* Begin Data extract *

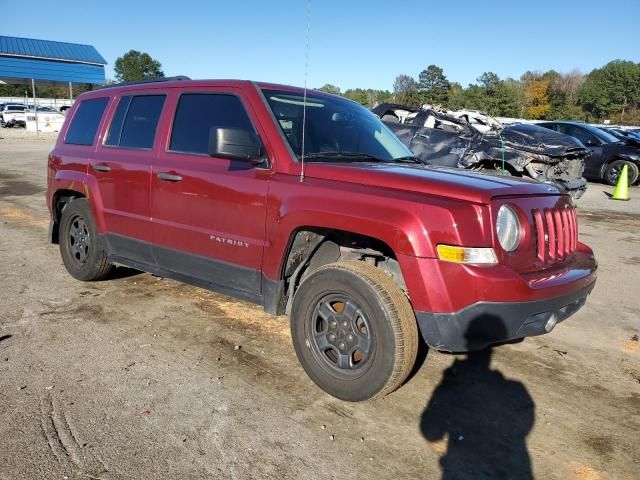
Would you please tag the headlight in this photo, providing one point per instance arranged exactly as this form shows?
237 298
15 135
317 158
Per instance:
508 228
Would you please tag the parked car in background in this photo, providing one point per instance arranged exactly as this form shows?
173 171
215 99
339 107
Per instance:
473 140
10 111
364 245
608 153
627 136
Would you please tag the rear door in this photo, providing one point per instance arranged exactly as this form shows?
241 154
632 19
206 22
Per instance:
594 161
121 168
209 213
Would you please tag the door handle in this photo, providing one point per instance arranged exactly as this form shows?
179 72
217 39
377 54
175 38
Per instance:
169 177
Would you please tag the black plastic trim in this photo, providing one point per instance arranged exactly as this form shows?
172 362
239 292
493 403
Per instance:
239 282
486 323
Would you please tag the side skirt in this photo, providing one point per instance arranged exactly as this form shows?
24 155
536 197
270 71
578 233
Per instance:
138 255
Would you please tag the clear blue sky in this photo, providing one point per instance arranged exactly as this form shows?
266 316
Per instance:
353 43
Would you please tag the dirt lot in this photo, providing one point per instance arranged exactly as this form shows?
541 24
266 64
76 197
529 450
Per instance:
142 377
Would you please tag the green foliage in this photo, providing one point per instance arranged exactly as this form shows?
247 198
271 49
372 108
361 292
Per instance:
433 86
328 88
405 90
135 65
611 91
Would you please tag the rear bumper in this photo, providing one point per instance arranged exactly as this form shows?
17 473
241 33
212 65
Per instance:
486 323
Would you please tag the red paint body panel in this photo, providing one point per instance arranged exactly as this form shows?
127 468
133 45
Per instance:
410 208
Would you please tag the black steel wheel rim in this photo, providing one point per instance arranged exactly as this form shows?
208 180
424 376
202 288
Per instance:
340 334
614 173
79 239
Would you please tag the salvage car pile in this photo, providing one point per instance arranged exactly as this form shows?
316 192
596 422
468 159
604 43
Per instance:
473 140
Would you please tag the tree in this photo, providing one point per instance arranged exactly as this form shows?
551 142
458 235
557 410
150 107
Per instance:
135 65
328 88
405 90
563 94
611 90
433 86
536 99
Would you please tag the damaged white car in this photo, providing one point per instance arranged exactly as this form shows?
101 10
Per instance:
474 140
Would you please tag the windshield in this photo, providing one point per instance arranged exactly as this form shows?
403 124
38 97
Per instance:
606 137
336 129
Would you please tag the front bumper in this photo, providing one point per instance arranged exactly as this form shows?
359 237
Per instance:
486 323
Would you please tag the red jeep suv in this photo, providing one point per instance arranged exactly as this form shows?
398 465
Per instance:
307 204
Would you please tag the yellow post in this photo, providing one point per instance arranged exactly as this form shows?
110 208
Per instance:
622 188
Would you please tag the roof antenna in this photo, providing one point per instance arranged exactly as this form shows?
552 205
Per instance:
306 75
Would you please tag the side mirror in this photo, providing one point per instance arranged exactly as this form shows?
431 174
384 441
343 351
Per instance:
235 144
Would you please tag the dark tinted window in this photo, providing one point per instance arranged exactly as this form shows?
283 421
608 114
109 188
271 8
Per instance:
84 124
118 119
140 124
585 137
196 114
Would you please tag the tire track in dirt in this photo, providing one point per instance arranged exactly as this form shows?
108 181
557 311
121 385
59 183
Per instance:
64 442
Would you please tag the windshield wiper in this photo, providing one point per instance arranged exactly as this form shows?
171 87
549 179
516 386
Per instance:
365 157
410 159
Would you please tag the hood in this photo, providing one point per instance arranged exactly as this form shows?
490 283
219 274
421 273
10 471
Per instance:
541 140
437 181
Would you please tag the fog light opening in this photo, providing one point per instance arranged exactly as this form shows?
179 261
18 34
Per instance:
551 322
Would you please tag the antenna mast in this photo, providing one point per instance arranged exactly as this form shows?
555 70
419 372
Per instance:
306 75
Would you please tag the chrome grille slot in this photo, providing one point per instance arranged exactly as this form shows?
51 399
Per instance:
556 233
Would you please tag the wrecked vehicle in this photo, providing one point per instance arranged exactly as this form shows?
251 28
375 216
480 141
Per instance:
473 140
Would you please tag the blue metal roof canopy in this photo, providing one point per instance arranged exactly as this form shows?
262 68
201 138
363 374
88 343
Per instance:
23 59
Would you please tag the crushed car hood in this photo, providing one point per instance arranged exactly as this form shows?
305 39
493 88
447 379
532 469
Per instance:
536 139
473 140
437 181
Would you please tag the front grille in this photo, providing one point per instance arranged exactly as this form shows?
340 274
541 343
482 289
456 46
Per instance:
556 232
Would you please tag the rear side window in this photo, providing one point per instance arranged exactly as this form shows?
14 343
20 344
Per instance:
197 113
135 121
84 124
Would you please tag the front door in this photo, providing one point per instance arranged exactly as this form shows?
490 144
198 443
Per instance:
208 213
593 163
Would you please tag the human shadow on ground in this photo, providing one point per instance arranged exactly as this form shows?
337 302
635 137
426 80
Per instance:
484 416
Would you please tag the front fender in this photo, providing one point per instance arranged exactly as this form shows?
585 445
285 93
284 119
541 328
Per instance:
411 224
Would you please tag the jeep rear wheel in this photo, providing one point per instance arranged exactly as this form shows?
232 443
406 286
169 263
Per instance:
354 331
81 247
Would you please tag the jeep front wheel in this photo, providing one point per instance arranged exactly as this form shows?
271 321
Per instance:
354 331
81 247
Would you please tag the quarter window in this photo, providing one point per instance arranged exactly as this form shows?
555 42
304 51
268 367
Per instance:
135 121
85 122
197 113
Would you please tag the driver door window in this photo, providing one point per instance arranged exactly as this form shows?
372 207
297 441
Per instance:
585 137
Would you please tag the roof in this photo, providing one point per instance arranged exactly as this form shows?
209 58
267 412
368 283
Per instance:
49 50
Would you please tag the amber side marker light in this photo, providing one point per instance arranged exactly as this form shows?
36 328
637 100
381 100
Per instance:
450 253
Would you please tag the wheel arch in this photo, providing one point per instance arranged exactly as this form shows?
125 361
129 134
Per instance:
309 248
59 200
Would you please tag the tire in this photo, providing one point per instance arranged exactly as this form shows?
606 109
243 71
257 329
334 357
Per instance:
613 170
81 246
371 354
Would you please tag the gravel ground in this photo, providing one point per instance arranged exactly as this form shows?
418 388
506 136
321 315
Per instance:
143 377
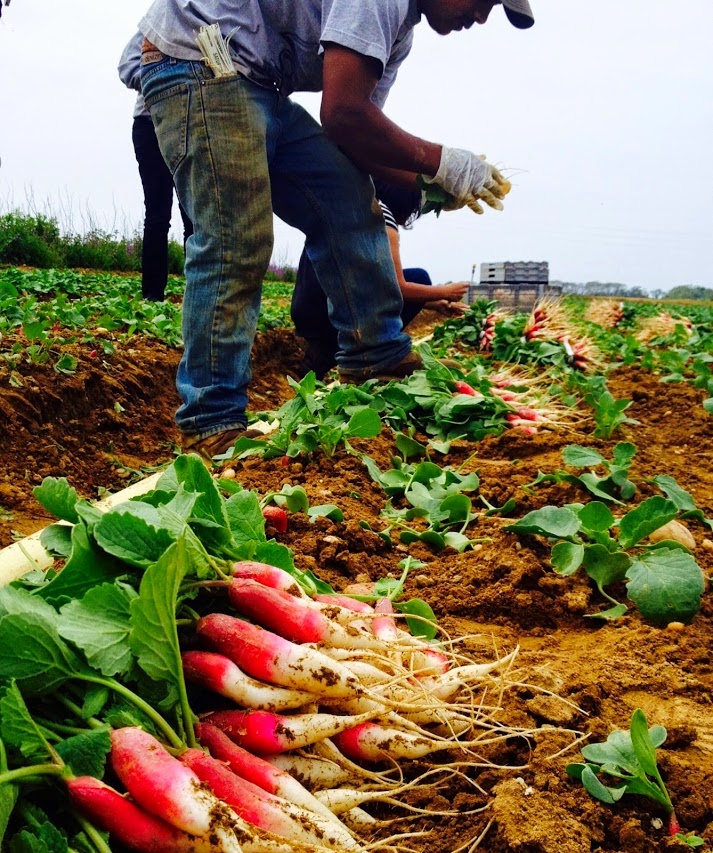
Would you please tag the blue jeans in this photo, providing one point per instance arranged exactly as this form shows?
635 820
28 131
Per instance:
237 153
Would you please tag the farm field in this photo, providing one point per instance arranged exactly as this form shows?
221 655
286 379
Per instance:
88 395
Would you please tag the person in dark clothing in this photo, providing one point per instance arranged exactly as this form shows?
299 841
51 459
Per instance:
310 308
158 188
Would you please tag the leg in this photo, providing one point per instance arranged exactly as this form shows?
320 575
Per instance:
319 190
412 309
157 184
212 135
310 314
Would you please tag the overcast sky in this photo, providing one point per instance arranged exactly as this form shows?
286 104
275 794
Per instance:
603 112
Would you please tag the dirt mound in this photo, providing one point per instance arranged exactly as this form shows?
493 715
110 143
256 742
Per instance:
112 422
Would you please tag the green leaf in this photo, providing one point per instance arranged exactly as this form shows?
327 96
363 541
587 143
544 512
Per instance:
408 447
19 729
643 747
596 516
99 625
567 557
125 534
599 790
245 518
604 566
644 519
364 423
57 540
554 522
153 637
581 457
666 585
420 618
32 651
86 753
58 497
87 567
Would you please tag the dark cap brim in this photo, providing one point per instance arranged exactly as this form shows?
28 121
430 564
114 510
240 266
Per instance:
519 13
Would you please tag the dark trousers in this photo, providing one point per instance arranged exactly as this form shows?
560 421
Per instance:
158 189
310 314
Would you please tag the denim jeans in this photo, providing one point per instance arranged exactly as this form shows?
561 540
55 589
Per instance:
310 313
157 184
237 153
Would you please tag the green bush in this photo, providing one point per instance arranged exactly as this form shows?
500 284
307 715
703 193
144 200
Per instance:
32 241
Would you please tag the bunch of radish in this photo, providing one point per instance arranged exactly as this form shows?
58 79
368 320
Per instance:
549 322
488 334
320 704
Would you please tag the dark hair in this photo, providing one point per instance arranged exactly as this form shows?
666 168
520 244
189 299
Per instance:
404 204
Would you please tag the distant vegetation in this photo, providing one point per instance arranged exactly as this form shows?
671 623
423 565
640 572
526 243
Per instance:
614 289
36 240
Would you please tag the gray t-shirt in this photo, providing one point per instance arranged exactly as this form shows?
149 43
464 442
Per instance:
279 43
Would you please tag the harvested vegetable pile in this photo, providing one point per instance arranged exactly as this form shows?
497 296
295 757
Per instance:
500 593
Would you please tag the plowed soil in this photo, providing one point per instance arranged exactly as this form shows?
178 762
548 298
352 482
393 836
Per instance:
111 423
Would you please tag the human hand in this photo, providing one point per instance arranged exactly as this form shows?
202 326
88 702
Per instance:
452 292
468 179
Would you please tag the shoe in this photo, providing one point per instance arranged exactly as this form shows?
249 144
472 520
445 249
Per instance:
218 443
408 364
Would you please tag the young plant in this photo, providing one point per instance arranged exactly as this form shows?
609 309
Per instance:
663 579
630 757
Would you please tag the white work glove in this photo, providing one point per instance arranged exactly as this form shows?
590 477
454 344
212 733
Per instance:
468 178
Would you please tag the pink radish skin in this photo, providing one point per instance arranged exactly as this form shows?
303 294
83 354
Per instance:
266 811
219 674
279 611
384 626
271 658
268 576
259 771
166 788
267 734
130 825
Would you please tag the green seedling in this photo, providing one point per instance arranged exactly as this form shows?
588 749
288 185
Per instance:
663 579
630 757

* End Data extract *
* Begin Data extract *

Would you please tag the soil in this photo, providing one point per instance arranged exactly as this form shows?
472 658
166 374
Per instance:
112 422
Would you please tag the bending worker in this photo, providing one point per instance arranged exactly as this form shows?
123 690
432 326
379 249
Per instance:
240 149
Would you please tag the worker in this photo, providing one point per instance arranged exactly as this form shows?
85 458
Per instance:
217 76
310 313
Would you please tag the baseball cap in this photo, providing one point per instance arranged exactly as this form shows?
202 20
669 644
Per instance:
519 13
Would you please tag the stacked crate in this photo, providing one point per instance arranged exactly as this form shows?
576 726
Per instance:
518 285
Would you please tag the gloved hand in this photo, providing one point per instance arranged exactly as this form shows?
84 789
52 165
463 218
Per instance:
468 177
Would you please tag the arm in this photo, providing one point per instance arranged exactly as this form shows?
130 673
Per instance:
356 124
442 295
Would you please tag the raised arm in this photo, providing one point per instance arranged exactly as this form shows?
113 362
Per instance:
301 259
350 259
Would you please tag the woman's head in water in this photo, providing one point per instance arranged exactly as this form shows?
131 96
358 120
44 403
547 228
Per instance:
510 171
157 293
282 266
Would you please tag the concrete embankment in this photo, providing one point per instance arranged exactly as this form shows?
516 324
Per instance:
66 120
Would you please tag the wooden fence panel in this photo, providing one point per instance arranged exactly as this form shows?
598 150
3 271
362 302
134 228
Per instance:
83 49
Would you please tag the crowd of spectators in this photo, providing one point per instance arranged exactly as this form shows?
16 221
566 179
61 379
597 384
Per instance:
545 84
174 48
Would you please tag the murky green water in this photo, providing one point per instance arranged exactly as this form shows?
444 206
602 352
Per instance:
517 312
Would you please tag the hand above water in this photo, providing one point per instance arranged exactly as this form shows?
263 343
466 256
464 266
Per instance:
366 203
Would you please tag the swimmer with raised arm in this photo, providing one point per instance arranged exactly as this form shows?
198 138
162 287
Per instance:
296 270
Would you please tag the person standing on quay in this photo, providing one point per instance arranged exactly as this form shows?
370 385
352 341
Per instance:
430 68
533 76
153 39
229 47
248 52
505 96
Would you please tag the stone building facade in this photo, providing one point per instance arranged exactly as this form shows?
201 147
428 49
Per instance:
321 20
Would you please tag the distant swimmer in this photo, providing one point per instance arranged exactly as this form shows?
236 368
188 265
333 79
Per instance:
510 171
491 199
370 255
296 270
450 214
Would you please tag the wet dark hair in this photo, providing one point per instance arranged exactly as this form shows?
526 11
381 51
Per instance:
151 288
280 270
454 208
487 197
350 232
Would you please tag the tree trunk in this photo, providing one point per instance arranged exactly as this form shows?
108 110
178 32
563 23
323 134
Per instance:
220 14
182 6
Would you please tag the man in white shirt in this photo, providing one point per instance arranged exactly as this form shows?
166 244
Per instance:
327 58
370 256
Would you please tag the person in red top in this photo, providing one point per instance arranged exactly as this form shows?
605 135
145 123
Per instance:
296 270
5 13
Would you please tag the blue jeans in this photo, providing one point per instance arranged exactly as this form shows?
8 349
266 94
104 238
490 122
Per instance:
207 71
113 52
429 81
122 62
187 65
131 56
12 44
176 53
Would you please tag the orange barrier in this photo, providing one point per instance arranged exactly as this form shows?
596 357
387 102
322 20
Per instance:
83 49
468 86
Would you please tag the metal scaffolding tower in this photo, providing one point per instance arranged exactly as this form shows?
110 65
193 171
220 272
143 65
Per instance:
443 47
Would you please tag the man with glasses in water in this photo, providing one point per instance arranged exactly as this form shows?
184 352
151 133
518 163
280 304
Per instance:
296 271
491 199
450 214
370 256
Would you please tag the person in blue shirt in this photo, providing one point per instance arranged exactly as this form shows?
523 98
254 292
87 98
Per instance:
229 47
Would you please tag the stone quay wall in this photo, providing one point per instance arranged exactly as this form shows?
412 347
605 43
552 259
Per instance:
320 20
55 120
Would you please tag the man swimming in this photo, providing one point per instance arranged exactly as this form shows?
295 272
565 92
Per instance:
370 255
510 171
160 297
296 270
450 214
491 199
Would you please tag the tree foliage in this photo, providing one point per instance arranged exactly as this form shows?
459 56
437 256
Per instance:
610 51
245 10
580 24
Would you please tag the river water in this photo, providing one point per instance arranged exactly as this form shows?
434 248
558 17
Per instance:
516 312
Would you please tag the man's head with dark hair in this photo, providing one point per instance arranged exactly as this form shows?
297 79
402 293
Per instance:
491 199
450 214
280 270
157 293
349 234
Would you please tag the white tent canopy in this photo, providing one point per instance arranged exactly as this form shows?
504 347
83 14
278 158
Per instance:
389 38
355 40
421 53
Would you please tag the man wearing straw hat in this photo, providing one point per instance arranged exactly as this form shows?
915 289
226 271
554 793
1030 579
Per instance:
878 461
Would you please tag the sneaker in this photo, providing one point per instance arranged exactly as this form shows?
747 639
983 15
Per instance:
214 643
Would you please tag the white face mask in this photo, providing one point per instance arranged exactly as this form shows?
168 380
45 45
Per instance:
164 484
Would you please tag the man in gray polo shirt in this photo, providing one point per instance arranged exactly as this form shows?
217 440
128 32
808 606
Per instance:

* End Data extract *
* Begin Data extract *

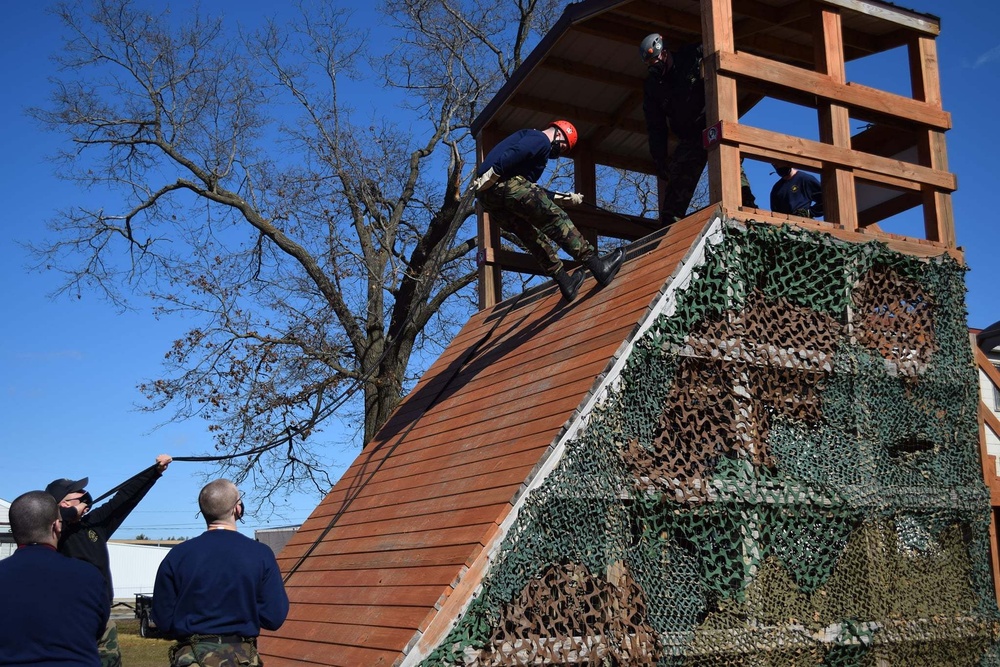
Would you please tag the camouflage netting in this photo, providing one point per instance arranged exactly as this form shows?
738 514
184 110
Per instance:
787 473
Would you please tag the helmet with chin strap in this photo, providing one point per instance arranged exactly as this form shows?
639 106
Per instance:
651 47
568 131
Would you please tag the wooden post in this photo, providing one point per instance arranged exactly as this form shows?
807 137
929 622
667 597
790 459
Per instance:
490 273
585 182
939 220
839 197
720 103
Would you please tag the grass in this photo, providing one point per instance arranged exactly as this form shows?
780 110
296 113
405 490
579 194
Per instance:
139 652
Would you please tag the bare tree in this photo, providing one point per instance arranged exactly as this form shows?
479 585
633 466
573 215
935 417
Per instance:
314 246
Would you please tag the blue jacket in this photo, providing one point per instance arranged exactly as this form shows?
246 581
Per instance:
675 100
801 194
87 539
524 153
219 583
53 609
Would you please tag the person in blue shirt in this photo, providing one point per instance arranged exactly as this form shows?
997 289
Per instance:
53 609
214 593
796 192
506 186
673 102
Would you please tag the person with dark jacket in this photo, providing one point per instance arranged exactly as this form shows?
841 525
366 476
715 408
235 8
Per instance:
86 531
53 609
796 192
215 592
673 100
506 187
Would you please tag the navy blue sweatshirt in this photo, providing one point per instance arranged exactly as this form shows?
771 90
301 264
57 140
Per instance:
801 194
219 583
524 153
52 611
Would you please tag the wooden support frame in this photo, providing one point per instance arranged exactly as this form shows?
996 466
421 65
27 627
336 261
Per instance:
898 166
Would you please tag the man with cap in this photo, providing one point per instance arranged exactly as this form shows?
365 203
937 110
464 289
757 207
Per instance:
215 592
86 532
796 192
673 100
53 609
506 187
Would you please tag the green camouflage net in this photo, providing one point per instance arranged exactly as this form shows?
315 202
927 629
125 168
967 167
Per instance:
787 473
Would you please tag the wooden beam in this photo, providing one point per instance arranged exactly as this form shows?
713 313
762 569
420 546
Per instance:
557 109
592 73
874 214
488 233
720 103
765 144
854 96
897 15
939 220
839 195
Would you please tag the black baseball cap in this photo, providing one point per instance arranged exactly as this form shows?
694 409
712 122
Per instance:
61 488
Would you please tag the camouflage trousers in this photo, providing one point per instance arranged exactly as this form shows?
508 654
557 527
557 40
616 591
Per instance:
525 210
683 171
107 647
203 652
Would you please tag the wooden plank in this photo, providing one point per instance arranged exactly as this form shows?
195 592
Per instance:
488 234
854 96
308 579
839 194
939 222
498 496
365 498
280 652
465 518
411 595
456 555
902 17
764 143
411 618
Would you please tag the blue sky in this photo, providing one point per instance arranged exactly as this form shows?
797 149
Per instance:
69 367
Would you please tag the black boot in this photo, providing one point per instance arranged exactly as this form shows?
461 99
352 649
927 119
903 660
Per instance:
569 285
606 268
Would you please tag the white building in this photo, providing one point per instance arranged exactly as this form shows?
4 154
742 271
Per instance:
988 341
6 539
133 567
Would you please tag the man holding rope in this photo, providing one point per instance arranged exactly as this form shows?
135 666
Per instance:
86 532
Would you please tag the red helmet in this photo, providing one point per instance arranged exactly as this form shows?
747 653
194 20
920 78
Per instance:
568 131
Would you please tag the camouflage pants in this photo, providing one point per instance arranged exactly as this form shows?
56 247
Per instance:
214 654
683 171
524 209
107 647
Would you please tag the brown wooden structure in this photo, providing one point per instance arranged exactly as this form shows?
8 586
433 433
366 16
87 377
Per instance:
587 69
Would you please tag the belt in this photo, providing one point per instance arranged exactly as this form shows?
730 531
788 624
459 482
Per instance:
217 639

* End Data extract *

◆ **Task to carry out**
Count the lines in the rows above that contain the word "soil", treating uppercase and lowercase as different, and reply with that number alone.

◆ **Result**
2